* BRANO DEL DOCUMENTO:
┌────────
Ah, i giornalisti di settore, poi. Certo, ci sono quelli bravi, e quelli bravissimi. Poi ci sono tutti gli altri (molti) che se non avessero una sedia calda in una bella redazione, in un giornale tenuto in piedi dai contributi statali, potrebbero solo mettere a frutto le loro competenze lavorando come garzoni dal salumiere (absit iniuria) - oppure potrebbero proprio fare i salumieri, caricandosi sulle spalle la croce di una partita IVA, e così sperimenterebbero, forse per la prima volta, cosa significhi far quadrare i conti senza che arrivino i contribuenti a rimetterti in piedi.
Ma non è questo il punto che mi sta a cuore; non volevo focalizzarmi sul finanziamento agli organi di stampa - anzi, arrivo a dire, io sarei pure favorevole, se serve a tenere in vita una forma espressiva minoritaria ma con elementi di valore storico-culturale. Non facciamo così pure per la lirica? Di nuovo, il punto non è il valore più o meno verificabile della stampa che parla (specificamente) di cibo e vino, ma della sua capacità di dire cose interessanti, della sua efficacia, in contrapposizione ad Internet.
Per non dire, poi, della stampa generalista. Questa settimana L'espresso ritorna a parlare del mio àmbito con
un'articolessa che, come d'uso, dice molte cose interessanti frammiste a schiamazzi, strilli di copertina acchiappagonzi, e qualche osservazione discutibile (in quanto inevitabilmente superficiale). Ora, si dà il caso che io sia un affezionato acquirente del settimanale cartaceo, e pure questa settimana la sua copertina mi appaia dal mio cesto delle riviste; tuttavia, per la prima volta in tanti anni, mi sono chiesto perché compro L'espresso: oddio, qualche dubbio era già sorto ai tempi della memorabile copertina "Velenitaly", ma oggi il dubbio si fa quasi certezza: L'espresso ha fatto l'ennesimo scivolone fuffoso, scarsamente efficace in termini di informazione - che poi, voleva informare davvero qualcuno di qualcosa, o voleva semmai fare il solito polverone? La sostanza potrebbe pure, in parte, essere interessante, ma la forma rivela il solito chiacchiericcio un po' superficiale. Quelli come me, abituati ad informarsi attraverso canali forse underground, non trovano elementi di informazione, di conoscenza, di confronto e di dibattito in questo articolo; questo articolo non parla a me, non mi serve. E allora: che compro a fare L'espresso? Due giorni fa pure
Franco Ziliani rilevava la discutibile qualità dell'articolo; ma il triste paradosso è che, ancora, la stampa sembra aver rinunciato a dare informazioni chiare, circoscritte, in favore di un sensazionalismo finalizzato solo, probabilmente, a vendere qualche copia in più; ora, chiedo: per cosa pago il prezzo della copertina? Soprattutto (e qui mi
ripeto) perché devo usare la Rete per ottenere, davvero, informazione? E, infine: quanto manca, prima che io smetta di comprare L'espresso?
└────────
* ELENCO MOSTRATO:
┌────────
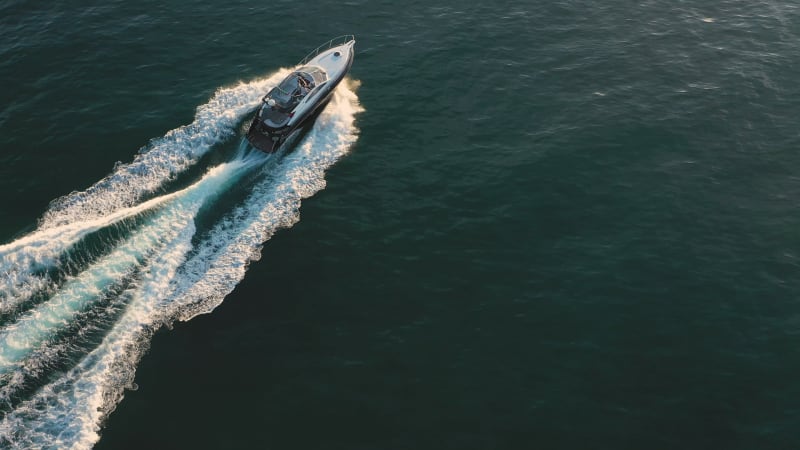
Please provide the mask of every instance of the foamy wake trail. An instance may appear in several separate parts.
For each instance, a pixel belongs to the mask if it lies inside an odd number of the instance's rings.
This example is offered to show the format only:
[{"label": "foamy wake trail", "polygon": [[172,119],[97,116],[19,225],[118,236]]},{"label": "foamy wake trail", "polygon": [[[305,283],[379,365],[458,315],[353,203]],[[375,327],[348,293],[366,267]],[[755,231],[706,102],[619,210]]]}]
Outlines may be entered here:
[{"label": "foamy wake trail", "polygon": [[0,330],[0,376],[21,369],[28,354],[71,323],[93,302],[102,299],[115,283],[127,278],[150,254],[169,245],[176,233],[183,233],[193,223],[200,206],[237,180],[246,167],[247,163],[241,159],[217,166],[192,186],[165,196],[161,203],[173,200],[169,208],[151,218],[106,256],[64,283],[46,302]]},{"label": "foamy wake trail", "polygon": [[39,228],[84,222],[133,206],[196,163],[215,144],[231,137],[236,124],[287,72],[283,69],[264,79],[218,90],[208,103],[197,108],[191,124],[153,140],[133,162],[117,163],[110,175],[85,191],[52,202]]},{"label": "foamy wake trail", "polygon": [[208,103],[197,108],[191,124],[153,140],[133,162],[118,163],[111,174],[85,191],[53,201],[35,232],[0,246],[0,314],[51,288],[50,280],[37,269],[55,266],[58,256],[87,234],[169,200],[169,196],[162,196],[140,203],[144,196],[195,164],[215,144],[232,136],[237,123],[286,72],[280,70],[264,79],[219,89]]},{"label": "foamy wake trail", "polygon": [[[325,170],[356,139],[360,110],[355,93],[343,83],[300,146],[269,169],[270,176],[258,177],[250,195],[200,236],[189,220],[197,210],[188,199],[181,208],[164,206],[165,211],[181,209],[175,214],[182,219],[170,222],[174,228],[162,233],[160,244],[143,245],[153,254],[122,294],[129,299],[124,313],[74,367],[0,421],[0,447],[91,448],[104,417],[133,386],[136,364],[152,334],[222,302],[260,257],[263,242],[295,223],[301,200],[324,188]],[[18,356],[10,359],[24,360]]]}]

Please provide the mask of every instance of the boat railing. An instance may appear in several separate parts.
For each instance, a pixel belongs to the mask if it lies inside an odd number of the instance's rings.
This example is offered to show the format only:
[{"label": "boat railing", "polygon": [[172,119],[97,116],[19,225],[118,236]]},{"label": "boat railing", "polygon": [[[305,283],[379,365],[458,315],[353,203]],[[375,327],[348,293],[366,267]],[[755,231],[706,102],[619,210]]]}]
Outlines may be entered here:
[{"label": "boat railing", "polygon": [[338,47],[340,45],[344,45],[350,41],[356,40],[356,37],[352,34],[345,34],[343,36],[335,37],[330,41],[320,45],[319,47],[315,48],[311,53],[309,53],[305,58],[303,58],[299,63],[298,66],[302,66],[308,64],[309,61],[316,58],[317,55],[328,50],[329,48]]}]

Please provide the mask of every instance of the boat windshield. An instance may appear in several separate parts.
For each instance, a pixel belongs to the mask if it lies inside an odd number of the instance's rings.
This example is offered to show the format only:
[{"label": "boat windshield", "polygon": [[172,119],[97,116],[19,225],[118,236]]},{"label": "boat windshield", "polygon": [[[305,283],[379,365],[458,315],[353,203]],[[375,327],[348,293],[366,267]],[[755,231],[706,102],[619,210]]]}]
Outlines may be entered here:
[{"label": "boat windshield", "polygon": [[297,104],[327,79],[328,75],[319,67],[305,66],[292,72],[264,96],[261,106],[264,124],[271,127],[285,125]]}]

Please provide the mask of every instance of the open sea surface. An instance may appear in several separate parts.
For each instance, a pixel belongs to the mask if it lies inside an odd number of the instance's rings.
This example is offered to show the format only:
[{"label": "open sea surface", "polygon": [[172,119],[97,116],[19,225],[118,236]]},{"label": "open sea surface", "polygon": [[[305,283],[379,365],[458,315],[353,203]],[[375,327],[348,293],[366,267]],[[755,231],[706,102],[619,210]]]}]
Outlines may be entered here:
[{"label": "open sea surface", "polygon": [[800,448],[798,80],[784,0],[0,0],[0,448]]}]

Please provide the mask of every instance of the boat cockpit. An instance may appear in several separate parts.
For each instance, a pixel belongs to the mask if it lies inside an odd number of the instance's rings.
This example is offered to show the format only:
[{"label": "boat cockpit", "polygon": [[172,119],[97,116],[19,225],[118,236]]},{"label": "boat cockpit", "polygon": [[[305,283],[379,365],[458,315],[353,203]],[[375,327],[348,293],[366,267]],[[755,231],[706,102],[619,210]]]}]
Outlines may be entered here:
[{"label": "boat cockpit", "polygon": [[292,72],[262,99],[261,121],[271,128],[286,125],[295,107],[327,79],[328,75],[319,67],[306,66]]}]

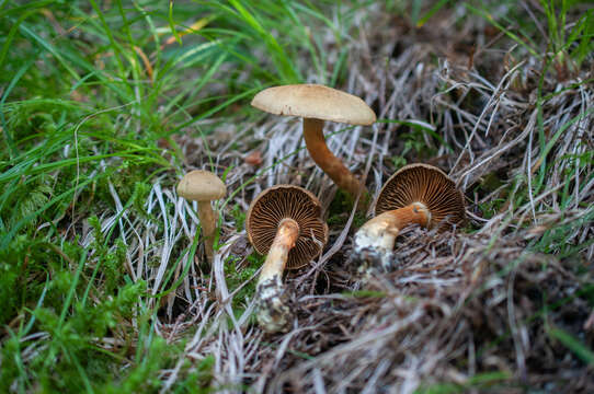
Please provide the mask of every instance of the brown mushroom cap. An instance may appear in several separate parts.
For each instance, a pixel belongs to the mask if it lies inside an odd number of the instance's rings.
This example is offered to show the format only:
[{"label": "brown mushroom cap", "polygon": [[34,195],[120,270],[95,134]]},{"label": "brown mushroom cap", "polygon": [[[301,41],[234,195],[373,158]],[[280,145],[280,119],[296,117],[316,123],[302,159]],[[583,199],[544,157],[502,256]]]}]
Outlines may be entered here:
└────────
* RICHIESTA:
Aggiorna il brano sulla stampa di settore: riscrivi tutto da "Ma non è questo" giù fino a "contrapposizione ad Internet.", mettendo "danza" al posto di "lirica".

* RISULTATO:
Ma non è questo il punto che mi sta a cuore; non volevo focalizzarmi sul finanziamento agli organi di stampa - anzi, arrivo a dire, io sarei pure favorevole, se serve a tenere in vita una forma espressiva minoritaria ma con elementi di valore storico-culturale. Non facciamo così pure per la danza? Di nuovo, il punto non è il valore più o meno verificabile della stampa che parla (specificamente) di cibo e vino, ma della sua capacità di dire cose interessanti, della sua efficacia, in contrapposizione ad Internet.